### Exercise aim
Each record below should appear again exactly as written.

### Data supplied

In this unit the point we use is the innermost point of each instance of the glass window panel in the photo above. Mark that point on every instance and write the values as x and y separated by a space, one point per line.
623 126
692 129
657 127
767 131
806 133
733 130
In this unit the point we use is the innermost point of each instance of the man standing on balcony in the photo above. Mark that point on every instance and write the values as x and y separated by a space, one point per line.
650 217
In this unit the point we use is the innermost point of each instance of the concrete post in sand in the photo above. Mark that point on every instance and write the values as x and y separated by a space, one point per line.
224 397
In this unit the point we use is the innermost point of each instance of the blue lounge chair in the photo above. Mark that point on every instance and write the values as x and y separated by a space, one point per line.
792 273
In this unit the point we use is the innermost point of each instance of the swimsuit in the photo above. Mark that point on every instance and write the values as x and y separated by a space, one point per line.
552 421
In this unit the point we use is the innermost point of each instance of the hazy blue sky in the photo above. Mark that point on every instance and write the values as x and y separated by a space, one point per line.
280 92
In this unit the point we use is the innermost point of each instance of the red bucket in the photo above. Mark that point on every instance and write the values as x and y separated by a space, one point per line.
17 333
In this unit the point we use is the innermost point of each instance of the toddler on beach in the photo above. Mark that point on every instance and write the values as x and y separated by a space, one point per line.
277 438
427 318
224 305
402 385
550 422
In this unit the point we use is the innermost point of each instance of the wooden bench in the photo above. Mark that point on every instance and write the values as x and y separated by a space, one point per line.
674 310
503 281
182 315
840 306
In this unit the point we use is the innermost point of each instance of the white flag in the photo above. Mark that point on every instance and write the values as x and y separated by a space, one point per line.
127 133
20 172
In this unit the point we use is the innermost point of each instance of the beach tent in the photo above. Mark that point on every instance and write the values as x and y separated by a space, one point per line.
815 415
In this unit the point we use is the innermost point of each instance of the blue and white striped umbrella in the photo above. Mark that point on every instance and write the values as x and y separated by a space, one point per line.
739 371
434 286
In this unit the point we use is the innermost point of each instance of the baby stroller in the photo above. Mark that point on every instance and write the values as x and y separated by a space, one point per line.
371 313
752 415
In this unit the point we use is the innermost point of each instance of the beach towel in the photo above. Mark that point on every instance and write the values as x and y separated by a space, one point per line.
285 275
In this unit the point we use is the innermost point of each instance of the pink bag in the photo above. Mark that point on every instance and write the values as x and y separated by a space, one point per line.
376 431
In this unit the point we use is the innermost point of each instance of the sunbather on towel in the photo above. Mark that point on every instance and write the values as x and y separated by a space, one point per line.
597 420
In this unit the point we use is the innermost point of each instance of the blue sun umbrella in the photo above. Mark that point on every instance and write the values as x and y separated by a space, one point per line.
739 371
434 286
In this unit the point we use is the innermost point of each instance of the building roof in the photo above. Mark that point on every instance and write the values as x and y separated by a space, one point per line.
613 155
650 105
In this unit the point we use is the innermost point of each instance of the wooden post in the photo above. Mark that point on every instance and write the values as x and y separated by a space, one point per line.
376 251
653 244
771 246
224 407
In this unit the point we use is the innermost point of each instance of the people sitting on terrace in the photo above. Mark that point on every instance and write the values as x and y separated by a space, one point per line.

### Solution for this exercise
In this unit the point we use is the innermost point of each instance of the glass window panel in the photo above. Mark that point on every instance and write the values as x and y separated by a space, one point per line.
623 126
692 129
657 127
767 131
806 133
733 130
In this unit the point we use is the innermost point of each instance of the man standing on balcony in the photo above. Mark that point on every instance and write the values as x and y separated by a space, one point per line.
650 217
In this unit the point we use is the innermost point of each instance of the concrete post in sand in the photo above. Mark that point on every instance and write the values as x and y separated by a space, one point per line.
224 397
In this unit the point we use is the innermost point of each instance of the blue lounge chair in the photo above. Mark that point on every instance and write the values as x and y separated by a space, one point per line.
792 273
In this unit the point we use is the innermost point of each instance of the swimsuit in the photo above. Mark that point on every instance and write the values as x and y separated by a space, one point per line.
552 421
In this unit the point we use is the innermost point of each instance of the hazy blue sky in the photo above. Mark that point on every instance and write the values as x and y separated by a space, one point per line.
280 92
In this unit the point we use is the innermost point of each instance of the red bucket in the photo above. Mark that point on every instance and write the values as x and y separated by a space, one point per line.
17 333
In this unit the point we use is the innermost point of each instance of the toddler on beach in the photo above. Mark that point on every instance and write the values as x and y separated by a space, one point per line.
277 438
427 318
224 305
402 385
550 422
In this unit the point we use is the innermost point of each instance of the wooden bench in the photo above. Mark that point on every instance and write the values as x and y separated by a space, one point per line.
674 310
503 281
182 315
840 306
In this unit the point we use is the innermost point of each instance of the white flag in the photo above. Mark that point on every instance and write the values as x and y separated by a space, one point per line.
127 133
20 172
In this unit the point we use is the innermost point of each instance of the beach tent in the photo above. Mark that point on every instance and write the values as x and y separated by a space, one point per line.
815 415
In this unit the point we use is the innermost point of each instance of the blue and white striped umbrella in the photo above. Mark that point on every instance and write the values as x and y separated by a space, one point per line.
739 371
434 286
In this unit the point we use is the innermost point of each instance of the baby stroller in the photo above. Mark that point on every instance and write the values as x and y separated by a space, one point per line.
371 313
752 415
In this unit the point we use is the innermost point of each instance of the beach towel in the photo above. Mark that point on every instance and write the values as x and y separated by a space, one point per line.
285 275
In this unit the point we use is the innermost point of each instance of the pink bag in the photo above. Mark that point on every instance and write the values as x and y separated by a space, one point per line.
376 431
In this unit the point we use is the innermost point of each instance of the sunbather on towel in the photo above. Mark that point on every instance and write the values as x and y separated by a space, one point per line.
597 420
In this unit the point we use is the innermost point of each instance of the blue sun umbrella in the photo above. Mark that point on every instance and write the values as x and y separated by a space, one point per line.
739 371
434 286
In this unit the point we use is the innermost point of each instance of the building roof in the photo above. Mark that point on every instance and write the values as x and y separated by a space, one point per line.
613 155
650 105
In this unit the point we use is the innermost point of each instance of the wooden post in the photo above. Mark that point on every instance and write the values as x and y separated by a space, one point per line.
376 251
653 244
771 246
224 407
In this unit the point we use is the innermost point of each instance of the people sitting on terrace in the photo above. Mark that point on every instance and write the values as x and y separated by a space, one point per line.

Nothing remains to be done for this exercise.